EXTRACT PROVIDED »

=== Begin Enclosure ===

Birchinlee is the site of "Tin Town", a village built by the Derwent Valley Water Board for the workers (and their families) who constructed the Derwent and Howden Dams between 1902 and 1916. Most of the workers had previously been engaged in the construction, in Wales, of the Elan Valley Reservoirs where the accommodation was very basic. At Birchinlee, a "model village" was built; its infrastructure included hospitals, school, canteen (pub), post office, shops, recreation hall, public bath house, police station, railway station, rubbish dump with incinerator, and much else. One of the shops was a well-stocked store owned by the Gregory brothers from Tideswell. Accommodation consisted of workmen's huts, foremen's huts and married workmen's huts. The latter were decorated to a high standard, as photographs from the period confirm. The population rose to 900 people.

Remnants of "Tin Town" can still be seen when walking to the west of Derwent Reservoir. The former railway track is now a footpath. One of the buildings was salvaged and rebuilt at Hope where in 2014 it was reported to be housing a beauty parlour.

=== End Enclosure ===

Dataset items

=== Begin Enclosure ===

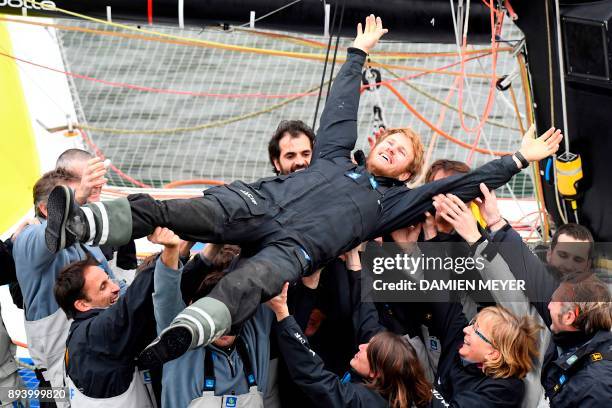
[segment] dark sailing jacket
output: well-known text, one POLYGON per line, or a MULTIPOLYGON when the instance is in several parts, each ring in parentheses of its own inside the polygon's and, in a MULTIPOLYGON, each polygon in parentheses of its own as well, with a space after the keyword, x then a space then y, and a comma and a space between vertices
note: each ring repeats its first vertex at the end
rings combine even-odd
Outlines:
POLYGON ((383 408, 389 403, 356 376, 339 378, 324 368, 323 360, 310 349, 306 336, 289 316, 277 325, 278 346, 291 378, 320 407, 383 408), (350 380, 349 380, 350 378, 350 380))
POLYGON ((495 189, 519 172, 512 157, 505 156, 468 174, 409 189, 354 164, 365 58, 363 51, 349 49, 325 104, 308 169, 205 191, 234 227, 225 228, 223 242, 260 247, 289 240, 307 252, 314 271, 361 242, 419 221, 433 210, 436 194, 452 192, 472 200, 480 195, 479 183, 495 189))
POLYGON ((432 303, 432 322, 441 333, 442 354, 434 381, 433 407, 520 407, 525 393, 523 381, 486 376, 476 364, 461 360, 463 328, 468 321, 460 303, 432 303))
MULTIPOLYGON (((512 228, 495 234, 495 248, 516 279, 525 281, 526 295, 548 327, 548 302, 559 276, 547 268, 512 228)), ((600 331, 572 352, 551 341, 542 367, 542 385, 553 408, 604 407, 612 401, 612 333, 600 331)))
POLYGON ((155 336, 154 266, 136 276, 107 309, 78 312, 66 340, 66 373, 90 398, 123 394, 132 382, 136 357, 155 336))

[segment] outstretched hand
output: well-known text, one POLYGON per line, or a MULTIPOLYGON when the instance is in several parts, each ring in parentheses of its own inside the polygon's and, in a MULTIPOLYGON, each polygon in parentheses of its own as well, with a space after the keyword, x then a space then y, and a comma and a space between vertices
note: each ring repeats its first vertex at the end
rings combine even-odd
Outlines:
POLYGON ((497 231, 506 224, 506 221, 499 212, 495 191, 489 191, 484 183, 480 183, 480 192, 482 193, 482 198, 476 198, 474 201, 476 201, 476 205, 478 205, 480 214, 487 223, 487 226, 491 231, 497 231))
POLYGON ((285 282, 283 285, 283 290, 277 296, 266 302, 266 306, 268 306, 274 314, 276 315, 276 320, 281 321, 285 317, 289 316, 289 308, 287 307, 287 291, 289 290, 289 282, 285 282))
POLYGON ((453 226, 461 238, 470 244, 480 239, 476 218, 459 197, 453 194, 440 194, 434 197, 433 204, 440 216, 453 226))
POLYGON ((357 36, 353 42, 353 47, 359 48, 367 54, 378 43, 380 37, 388 31, 382 27, 380 17, 374 17, 374 14, 370 14, 366 17, 365 28, 362 28, 361 23, 357 24, 357 36))
POLYGON ((563 139, 563 134, 560 129, 551 127, 538 138, 535 137, 535 125, 531 125, 529 130, 525 132, 521 148, 519 152, 525 157, 528 162, 542 160, 551 154, 554 154, 559 149, 559 143, 563 139))
POLYGON ((86 204, 88 201, 99 201, 102 187, 108 179, 106 175, 106 166, 100 157, 94 157, 87 161, 87 166, 83 170, 81 182, 75 191, 75 199, 80 204, 86 204))

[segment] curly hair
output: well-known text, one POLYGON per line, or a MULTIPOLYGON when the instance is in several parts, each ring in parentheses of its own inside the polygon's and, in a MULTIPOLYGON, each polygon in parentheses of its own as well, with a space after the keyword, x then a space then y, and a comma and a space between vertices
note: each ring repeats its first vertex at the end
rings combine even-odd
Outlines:
POLYGON ((543 328, 531 316, 517 317, 502 306, 482 309, 479 316, 492 319, 491 341, 497 358, 483 363, 484 373, 493 378, 524 378, 539 358, 539 332, 543 328))
POLYGON ((410 128, 394 128, 387 129, 380 136, 380 138, 376 141, 374 147, 378 146, 383 140, 391 135, 402 134, 406 136, 410 142, 412 143, 412 150, 414 152, 414 160, 408 164, 406 167, 406 171, 410 173, 410 178, 406 180, 406 182, 410 182, 414 180, 421 170, 423 169, 423 162, 425 157, 425 148, 423 147, 423 142, 421 142, 421 137, 410 128))
POLYGON ((427 406, 431 384, 416 351, 404 338, 391 332, 372 337, 367 349, 374 378, 366 385, 389 400, 391 408, 427 406))

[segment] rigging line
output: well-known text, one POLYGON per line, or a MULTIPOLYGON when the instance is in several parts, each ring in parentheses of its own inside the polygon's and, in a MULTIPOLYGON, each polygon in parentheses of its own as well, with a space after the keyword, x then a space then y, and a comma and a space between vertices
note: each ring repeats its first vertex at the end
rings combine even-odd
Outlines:
MULTIPOLYGON (((481 55, 477 55, 474 57, 469 58, 468 60, 473 60, 473 59, 478 59, 478 58, 482 58, 485 57, 489 54, 481 54, 481 55)), ((23 62, 25 64, 30 64, 30 65, 34 65, 38 68, 42 68, 42 69, 46 69, 46 70, 50 70, 52 72, 58 73, 58 74, 62 74, 62 75, 66 75, 69 78, 78 78, 78 79, 83 79, 83 80, 87 80, 87 81, 92 81, 95 83, 101 83, 104 85, 108 85, 108 86, 113 86, 113 87, 124 87, 124 88, 128 88, 128 89, 132 89, 132 90, 138 90, 141 92, 157 92, 157 93, 167 93, 167 94, 180 94, 180 95, 188 95, 188 96, 202 96, 202 97, 218 97, 218 98, 262 98, 262 99, 272 99, 272 98, 285 98, 285 97, 295 97, 295 96, 310 96, 310 95, 315 95, 316 91, 310 92, 310 93, 298 93, 298 94, 220 94, 220 93, 203 93, 203 92, 193 92, 193 91, 180 91, 180 90, 172 90, 172 89, 160 89, 160 88, 154 88, 154 87, 145 87, 145 86, 141 86, 141 85, 134 85, 134 84, 129 84, 129 83, 122 83, 122 82, 112 82, 112 81, 106 81, 106 80, 102 80, 102 79, 97 79, 94 77, 90 77, 87 75, 82 75, 82 74, 76 74, 76 73, 72 73, 69 71, 63 71, 63 70, 59 70, 53 67, 48 67, 45 65, 41 65, 32 61, 28 61, 28 60, 24 60, 21 58, 17 58, 13 55, 10 54, 6 54, 6 53, 2 53, 0 52, 0 56, 4 56, 6 58, 11 58, 20 62, 23 62)), ((396 79, 391 79, 389 80, 389 82, 394 82, 394 81, 400 81, 400 80, 406 80, 406 79, 413 79, 413 78, 418 78, 420 76, 426 75, 426 74, 430 74, 430 73, 444 73, 444 69, 450 68, 452 66, 458 65, 459 62, 457 63, 453 63, 453 64, 449 64, 440 68, 436 68, 433 70, 426 70, 423 72, 420 72, 418 74, 412 74, 412 75, 407 75, 405 77, 397 77, 396 79)), ((385 69, 386 66, 377 64, 377 63, 372 63, 372 66, 380 66, 383 67, 385 69)), ((391 72, 391 71, 390 71, 391 72)))
MULTIPOLYGON (((323 7, 325 7, 327 2, 323 2, 323 7)), ((314 117, 312 118, 312 131, 316 132, 315 126, 317 125, 317 116, 319 115, 319 105, 321 104, 321 94, 323 92, 323 81, 325 81, 325 74, 327 71, 327 61, 329 61, 329 51, 331 50, 331 42, 334 37, 334 30, 336 29, 336 14, 338 11, 338 2, 336 2, 334 7, 334 17, 332 18, 332 30, 329 35, 329 39, 327 41, 327 51, 325 52, 325 62, 323 63, 323 73, 321 74, 321 87, 319 88, 319 95, 317 96, 317 104, 315 106, 314 117)))
MULTIPOLYGON (((327 47, 325 43, 322 43, 316 40, 312 40, 308 38, 301 38, 301 37, 284 34, 284 33, 275 33, 275 32, 262 31, 262 30, 257 30, 257 29, 238 28, 238 27, 234 28, 234 30, 239 31, 239 32, 245 32, 251 35, 259 35, 259 36, 269 37, 269 38, 280 40, 280 41, 286 41, 292 44, 301 44, 301 45, 308 46, 311 48, 326 48, 327 47)), ((501 42, 506 42, 506 41, 499 41, 499 42, 501 43, 501 42)), ((346 47, 340 47, 340 49, 345 49, 345 48, 346 47)), ((511 50, 512 50, 512 47, 501 47, 499 49, 500 52, 502 51, 509 52, 511 50)), ((471 51, 466 50, 464 54, 471 55, 471 54, 479 54, 481 52, 490 52, 490 51, 491 51, 490 48, 482 48, 480 50, 471 50, 471 51)), ((378 57, 384 56, 385 57, 384 59, 456 57, 459 55, 459 53, 456 51, 438 51, 438 52, 372 51, 372 54, 377 55, 378 57)))
POLYGON ((87 81, 92 81, 92 82, 97 82, 97 83, 101 83, 103 85, 108 85, 108 86, 113 86, 113 87, 120 87, 120 88, 128 88, 128 89, 133 89, 133 90, 137 90, 137 91, 145 91, 145 92, 154 92, 154 93, 162 93, 162 94, 172 94, 172 95, 186 95, 186 96, 200 96, 200 97, 212 97, 212 98, 222 98, 222 99, 231 99, 231 98, 262 98, 262 99, 281 99, 281 98, 292 98, 292 97, 296 97, 296 96, 309 96, 309 95, 314 95, 314 93, 312 92, 307 92, 307 93, 293 93, 293 94, 262 94, 262 93, 253 93, 253 94, 222 94, 222 93, 207 93, 207 92, 193 92, 193 91, 181 91, 181 90, 175 90, 175 89, 164 89, 164 88, 155 88, 155 87, 148 87, 148 86, 141 86, 141 85, 135 85, 135 84, 129 84, 126 82, 114 82, 114 81, 107 81, 104 79, 98 79, 98 78, 94 78, 88 75, 83 75, 83 74, 77 74, 74 72, 68 72, 68 71, 62 71, 61 69, 57 69, 57 68, 53 68, 53 67, 49 67, 46 65, 41 65, 32 61, 28 61, 28 60, 24 60, 21 58, 17 58, 14 55, 10 55, 10 54, 6 54, 4 52, 0 52, 0 56, 3 57, 7 57, 7 58, 11 58, 14 59, 16 61, 19 62, 23 62, 24 64, 29 64, 29 65, 33 65, 35 67, 38 68, 43 68, 49 71, 53 71, 56 72, 58 74, 63 74, 66 76, 70 76, 73 78, 78 78, 78 79, 84 79, 87 81))
POLYGON ((340 11, 340 24, 338 25, 338 32, 336 34, 336 46, 334 47, 334 57, 332 58, 332 67, 329 70, 329 81, 327 84, 327 93, 325 94, 325 102, 327 102, 327 97, 329 96, 332 78, 334 76, 334 68, 336 67, 336 58, 338 57, 338 44, 340 43, 340 32, 342 31, 342 22, 344 21, 344 6, 345 5, 346 5, 346 0, 342 0, 342 10, 340 11))
MULTIPOLYGON (((314 92, 316 91, 317 88, 318 86, 312 87, 310 88, 309 91, 314 92)), ((210 129, 210 128, 215 128, 215 127, 221 127, 221 126, 229 125, 232 123, 240 122, 246 119, 251 119, 259 115, 263 115, 265 113, 270 113, 276 109, 282 108, 283 106, 288 105, 289 103, 300 99, 301 97, 302 96, 294 96, 293 98, 289 98, 287 100, 284 100, 282 102, 279 102, 277 104, 268 106, 266 108, 263 108, 263 109, 260 109, 254 112, 235 116, 233 118, 222 119, 222 120, 218 120, 215 122, 209 122, 209 123, 205 123, 202 125, 196 125, 196 126, 190 126, 190 127, 177 127, 177 128, 170 128, 170 129, 119 129, 119 128, 105 128, 105 127, 76 124, 75 128, 87 129, 87 130, 92 130, 96 132, 121 133, 121 134, 128 134, 128 135, 157 135, 157 134, 165 134, 165 133, 191 132, 195 130, 204 130, 204 129, 210 129)))
MULTIPOLYGON (((557 63, 559 64, 559 85, 561 85, 561 111, 563 113, 563 137, 565 152, 569 152, 569 129, 567 124, 567 99, 565 96, 565 66, 563 65, 563 45, 561 44, 561 17, 559 14, 559 0, 555 0, 555 14, 557 18, 557 63)), ((577 215, 576 215, 577 216, 577 215)), ((578 222, 578 221, 576 221, 578 222)))
MULTIPOLYGON (((287 7, 291 7, 294 4, 299 3, 300 1, 302 1, 302 0, 295 0, 295 1, 292 1, 291 3, 285 4, 284 6, 281 6, 281 7, 277 8, 276 10, 272 10, 268 14, 264 14, 263 16, 256 18, 253 22, 256 23, 256 22, 258 22, 260 20, 263 20, 266 17, 270 17, 272 14, 276 14, 279 11, 286 9, 287 7)), ((238 27, 248 27, 249 24, 251 24, 251 23, 250 22, 244 23, 244 24, 239 25, 238 27)))
MULTIPOLYGON (((547 42, 547 46, 548 46, 548 89, 549 91, 549 99, 550 99, 550 126, 555 126, 555 81, 553 79, 553 59, 552 59, 552 31, 550 29, 550 10, 548 7, 548 1, 549 0, 544 0, 544 11, 546 14, 546 42, 547 42)), ((559 200, 559 186, 557 184, 557 169, 555 167, 555 162, 556 162, 556 157, 557 155, 553 155, 552 161, 553 161, 553 185, 555 187, 555 204, 557 206, 557 211, 559 213, 559 217, 561 218, 561 221, 563 221, 564 224, 567 224, 567 212, 565 210, 565 206, 561 205, 561 202, 559 200)))
MULTIPOLYGON (((521 73, 521 84, 523 86, 523 96, 525 97, 525 110, 527 111, 527 126, 531 126, 534 119, 534 111, 533 111, 533 103, 532 103, 532 87, 531 87, 531 79, 529 77, 529 71, 527 68, 527 62, 525 60, 525 51, 519 52, 516 55, 517 62, 519 64, 519 71, 521 73)), ((540 177, 540 163, 534 162, 531 172, 531 179, 536 188, 536 203, 538 204, 538 209, 541 211, 542 219, 540 220, 540 225, 543 226, 543 240, 544 242, 548 242, 550 238, 550 225, 548 222, 548 217, 546 216, 546 205, 544 201, 544 192, 542 191, 542 178, 540 177)))
MULTIPOLYGON (((414 116, 417 117, 417 119, 419 119, 421 122, 427 125, 431 130, 438 133, 440 136, 450 140, 451 142, 458 144, 459 146, 465 147, 466 149, 470 149, 473 147, 469 143, 466 143, 460 139, 457 139, 456 137, 451 136, 450 134, 444 132, 443 130, 439 129, 436 125, 431 123, 425 116, 423 116, 412 105, 410 105, 410 103, 406 100, 406 98, 404 98, 402 94, 393 87, 393 85, 389 83, 382 83, 382 85, 387 87, 397 97, 397 99, 402 103, 402 105, 406 107, 406 109, 408 109, 414 116)), ((507 155, 512 154, 512 152, 494 151, 491 149, 483 149, 480 147, 476 147, 474 150, 479 153, 490 154, 494 156, 507 156, 507 155)))
MULTIPOLYGON (((480 61, 478 61, 478 63, 480 64, 480 61)), ((480 65, 480 66, 481 66, 481 69, 484 71, 484 66, 482 66, 482 65, 480 65)), ((469 81, 467 78, 466 78, 466 80, 465 80, 465 83, 467 84, 467 91, 468 91, 468 92, 467 92, 467 95, 468 95, 468 100, 469 100, 469 103, 470 103, 470 105, 472 106, 472 108, 473 108, 473 109, 475 109, 475 108, 476 108, 476 105, 475 105, 474 100, 473 100, 473 98, 472 98, 472 84, 470 83, 470 81, 469 81)), ((488 149, 491 149, 491 145, 490 145, 490 143, 489 143, 489 138, 487 137, 486 133, 484 132, 484 129, 481 129, 480 131, 482 132, 482 140, 484 141, 485 146, 486 146, 488 149)), ((476 147, 476 143, 474 143, 472 146, 473 146, 473 147, 476 147)), ((510 193, 510 197, 512 198, 512 200, 513 200, 515 203, 517 203, 517 204, 518 204, 518 203, 519 203, 518 198, 517 198, 516 194, 514 193, 514 189, 512 188, 512 186, 510 185, 510 183, 506 183, 506 188, 508 189, 508 192, 510 193)), ((522 208, 520 205, 518 205, 517 207, 518 207, 518 209, 519 209, 520 213, 524 215, 524 214, 525 214, 525 211, 523 210, 523 208, 522 208)), ((539 236, 539 237, 540 237, 540 239, 541 239, 541 238, 542 238, 542 235, 541 235, 541 234, 540 234, 538 231, 536 231, 536 233, 538 234, 538 236, 539 236)))
MULTIPOLYGON (((421 88, 420 86, 417 86, 417 85, 412 84, 412 83, 410 83, 408 81, 402 80, 401 77, 396 72, 393 72, 393 71, 391 71, 388 68, 383 68, 383 69, 385 70, 385 72, 388 72, 389 74, 393 75, 396 80, 400 80, 404 85, 408 86, 409 88, 411 88, 415 92, 420 93, 424 97, 426 97, 428 99, 431 99, 432 101, 434 101, 434 102, 436 102, 436 103, 438 103, 438 104, 440 104, 442 106, 445 106, 446 108, 448 108, 448 109, 450 109, 450 110, 452 110, 454 112, 458 112, 459 111, 459 109, 456 108, 455 106, 453 106, 450 103, 445 102, 444 100, 436 97, 434 94, 427 92, 425 89, 421 88)), ((459 78, 459 77, 457 77, 457 78, 459 78)), ((469 118, 478 119, 478 116, 474 115, 473 113, 464 112, 463 114, 465 116, 469 117, 469 118)), ((492 120, 492 119, 487 119, 486 123, 491 125, 491 126, 495 126, 495 127, 502 128, 502 129, 517 130, 517 131, 520 130, 519 128, 508 126, 508 125, 505 125, 502 122, 497 122, 497 121, 492 120)))
MULTIPOLYGON (((151 35, 137 35, 137 34, 127 34, 127 33, 119 33, 119 32, 115 32, 115 31, 108 31, 108 30, 97 30, 97 29, 92 29, 92 28, 84 28, 84 27, 77 27, 77 26, 70 26, 70 25, 62 25, 62 24, 53 24, 53 23, 48 23, 48 22, 38 22, 38 21, 25 21, 25 20, 19 20, 19 19, 13 19, 7 16, 3 16, 0 15, 0 21, 7 21, 7 22, 11 22, 11 23, 16 23, 16 24, 27 24, 27 25, 33 25, 33 26, 41 26, 41 27, 51 27, 51 28, 56 28, 58 30, 65 30, 65 31, 77 31, 77 32, 82 32, 82 33, 86 33, 86 34, 92 34, 92 35, 103 35, 103 36, 111 36, 111 37, 121 37, 121 38, 129 38, 129 39, 135 39, 135 40, 141 40, 141 41, 154 41, 154 42, 162 42, 162 43, 169 43, 169 44, 175 44, 175 45, 184 45, 184 46, 192 46, 192 47, 208 47, 208 48, 213 48, 213 45, 215 46, 215 48, 221 48, 221 47, 216 47, 216 45, 224 45, 223 43, 213 43, 212 45, 209 45, 208 43, 206 43, 204 40, 200 40, 201 42, 194 42, 194 39, 191 39, 189 37, 178 37, 180 38, 180 40, 172 40, 172 39, 166 39, 166 38, 156 38, 153 37, 151 35), (202 43, 204 42, 204 43, 202 43)), ((101 24, 101 23, 100 23, 101 24)), ((262 35, 262 36, 266 36, 266 37, 271 37, 271 38, 278 38, 278 39, 287 39, 287 40, 291 40, 292 42, 297 42, 300 44, 306 44, 308 46, 312 46, 315 48, 325 48, 326 45, 323 43, 320 43, 318 41, 315 40, 309 40, 309 39, 305 39, 305 38, 299 38, 299 37, 294 37, 294 36, 290 36, 287 34, 279 34, 279 33, 272 33, 272 32, 265 32, 265 31, 258 31, 258 30, 250 30, 250 29, 234 29, 235 31, 242 31, 242 32, 246 32, 249 34, 256 34, 256 35, 262 35)), ((140 30, 140 32, 143 32, 143 30, 140 30)), ((144 31, 145 33, 148 33, 148 31, 144 31)), ((501 42, 501 41, 500 41, 501 42)), ((244 50, 240 49, 240 46, 236 46, 238 47, 238 49, 236 49, 236 51, 248 51, 248 52, 259 52, 259 53, 265 53, 266 51, 268 51, 265 48, 252 48, 249 49, 248 47, 243 47, 244 50)), ((510 52, 512 51, 512 47, 502 47, 500 48, 498 51, 500 52, 510 52)), ((479 53, 483 53, 483 52, 491 52, 490 48, 482 48, 479 50, 473 50, 473 51, 466 51, 464 54, 479 54, 479 53)), ((317 57, 319 59, 323 59, 323 55, 319 55, 319 54, 303 54, 305 56, 314 56, 317 57)), ((372 52, 372 55, 376 55, 378 59, 381 60, 401 60, 401 59, 410 59, 410 58, 432 58, 432 57, 454 57, 459 55, 459 53, 457 52, 431 52, 431 53, 426 53, 426 52, 391 52, 391 51, 378 51, 372 52)), ((288 53, 288 55, 285 56, 289 56, 292 57, 293 53, 288 53)), ((317 59, 317 58, 311 58, 311 59, 317 59)))
MULTIPOLYGON (((34 0, 25 0, 25 1, 28 3, 35 4, 35 5, 40 5, 40 3, 34 0)), ((277 50, 262 49, 262 48, 255 48, 255 47, 244 47, 244 46, 239 46, 239 45, 219 43, 215 41, 205 41, 205 40, 201 40, 197 38, 181 37, 177 35, 162 33, 159 31, 139 29, 136 27, 125 25, 125 24, 109 23, 108 21, 105 21, 105 20, 100 20, 94 17, 88 17, 83 14, 74 13, 74 12, 60 9, 57 7, 55 7, 52 11, 58 11, 58 12, 61 12, 61 13, 64 13, 64 14, 67 14, 73 17, 78 17, 78 18, 81 18, 87 21, 93 21, 101 25, 117 27, 117 28, 124 29, 126 31, 132 31, 132 32, 136 31, 138 33, 144 33, 144 34, 148 34, 149 36, 157 36, 160 38, 155 39, 155 38, 147 37, 146 35, 128 35, 125 33, 109 34, 109 35, 114 35, 114 36, 119 36, 119 37, 139 38, 139 39, 150 40, 150 41, 168 42, 168 43, 173 43, 173 44, 190 45, 190 46, 207 47, 207 48, 218 48, 218 49, 224 49, 227 51, 249 52, 249 53, 254 53, 254 54, 283 56, 283 57, 307 59, 307 60, 323 60, 324 59, 324 56, 320 54, 290 52, 290 51, 277 51, 277 50)), ((508 51, 511 51, 511 49, 509 48, 508 51)), ((382 55, 380 59, 397 59, 397 58, 396 57, 388 58, 388 56, 382 55)), ((338 60, 344 61, 344 59, 338 59, 338 60)), ((397 68, 397 69, 403 69, 403 70, 424 71, 423 69, 415 68, 415 67, 402 67, 402 66, 393 66, 393 65, 389 65, 389 66, 393 68, 397 68)), ((448 72, 445 74, 461 75, 459 72, 448 72)), ((479 75, 477 77, 489 78, 490 76, 479 75)))
MULTIPOLYGON (((79 129, 79 132, 81 133, 81 137, 83 138, 83 140, 85 141, 85 143, 87 143, 89 145, 89 147, 91 147, 91 149, 96 153, 96 156, 100 157, 101 159, 104 159, 104 153, 102 152, 102 150, 100 150, 100 148, 93 142, 93 140, 91 140, 89 138, 89 136, 87 136, 87 133, 85 133, 85 131, 83 129, 79 129)), ((145 184, 141 181, 136 180, 135 178, 132 178, 130 176, 128 176, 127 174, 125 174, 124 172, 122 172, 117 166, 115 166, 114 164, 110 165, 110 169, 113 170, 115 173, 117 173, 117 175, 119 177, 121 177, 124 180, 129 181, 130 183, 138 186, 138 187, 144 187, 144 188, 152 188, 152 186, 145 184)))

=== End Enclosure ===

BRIEF 1 »
Answer these from the text about Birchinlee's "Tin Town":
(a) Which two dams did the village's workers construct, and in what years?
(b) What town did the Gregory brothers, owners of one of the shops, come from?
(c) What has the former railway track become?
BRIEF 2 » Carry on the text about Birchinlee's "Tin Town" from its final sentence.

ANSWER SPACE 1 »
(a) The Derwent and Howden Dams, between 1902 and 1916.
(b) Tideswell.
(c) A footpath.

ANSWER SPACE 2 »
A number of books and resources charting the history of Birchinlee and the dambuilders have been written by Professor Brian Robinson (whose mother was born and lived in Tintown) and Doctor Bill Beven, Peak District National Park archaeologist.

The Derwent Valley Museum, formerly located on the Derwent Reservoir dam and run privately by the late Vic Hallam, told the history of the Derwent valley and of Derwent, Ashopton and Birchinlee as well as the tale of RAF Squadron 617 and its training for Operation Chastise (the "Dam Busters" raids) during the Second World War.

Further up the valley is Beavers Croft, a 14th-century housestead that was occupied by the chief engineer of Howden Dam in the early part of the 20th century. It is currently owned by private business partners that let the house for self-catering holidays during the summer, and the barn was occupied by a part-time PDNPA ranger until late 2013.